[Exercise task]
Substitute "still water surface" for "calm water surface" wherever it occurs in the items below, and write out all of them again with everything else unchanged. Leave the pictures out.

------ Input data

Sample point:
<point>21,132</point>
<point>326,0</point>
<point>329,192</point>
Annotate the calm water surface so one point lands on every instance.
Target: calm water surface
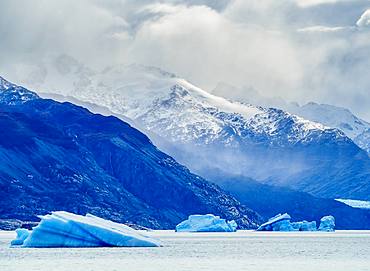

------------

[Solution for this exercise]
Sample point:
<point>21,132</point>
<point>326,0</point>
<point>329,192</point>
Annotate the still water surface so one point lands on every instance.
Target: still water surface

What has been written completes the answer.